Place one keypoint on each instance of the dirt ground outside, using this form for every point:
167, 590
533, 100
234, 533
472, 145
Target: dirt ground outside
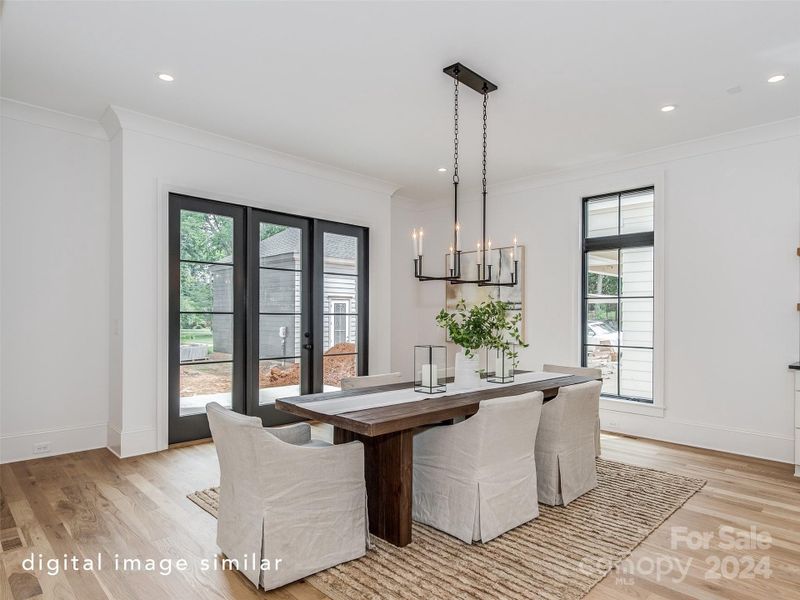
199, 378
+++++
▶ Job:
Collect every line from the entries above that contains the word "outside".

▶ Exercise result:
Place one keypoint on each instance of the dirt ground outside, using this form for every point:
Target: dirt ground outside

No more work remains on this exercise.